Items from a dataset
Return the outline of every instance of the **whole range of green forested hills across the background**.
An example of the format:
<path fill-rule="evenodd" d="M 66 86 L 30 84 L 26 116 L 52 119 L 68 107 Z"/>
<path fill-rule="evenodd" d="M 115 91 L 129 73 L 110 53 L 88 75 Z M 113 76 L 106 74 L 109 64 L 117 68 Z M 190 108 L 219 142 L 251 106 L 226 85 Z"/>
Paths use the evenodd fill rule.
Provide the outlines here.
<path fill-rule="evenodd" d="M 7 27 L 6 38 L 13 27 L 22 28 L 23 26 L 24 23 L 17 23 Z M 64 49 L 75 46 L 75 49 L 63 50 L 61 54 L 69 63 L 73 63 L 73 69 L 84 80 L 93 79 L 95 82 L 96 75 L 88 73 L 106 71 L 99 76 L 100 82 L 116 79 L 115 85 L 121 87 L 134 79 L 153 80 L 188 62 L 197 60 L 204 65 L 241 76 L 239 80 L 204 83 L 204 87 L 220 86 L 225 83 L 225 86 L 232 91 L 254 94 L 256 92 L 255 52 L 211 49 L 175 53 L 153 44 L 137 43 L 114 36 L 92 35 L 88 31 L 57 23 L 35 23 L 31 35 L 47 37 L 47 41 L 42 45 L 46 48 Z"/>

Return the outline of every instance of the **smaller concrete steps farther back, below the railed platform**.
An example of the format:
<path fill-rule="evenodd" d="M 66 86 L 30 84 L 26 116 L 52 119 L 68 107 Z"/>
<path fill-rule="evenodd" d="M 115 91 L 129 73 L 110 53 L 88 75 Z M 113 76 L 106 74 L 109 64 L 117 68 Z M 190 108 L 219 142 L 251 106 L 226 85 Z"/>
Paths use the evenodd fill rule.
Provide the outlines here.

## WORK INSTRUCTION
Show the lines in the entries above that include the string "every".

## TASK RESPONSE
Return the outline of every instance of the **whole range of green forested hills across the background**.
Return the outline of every instance of the **smaller concrete steps farther back, below the railed platform**.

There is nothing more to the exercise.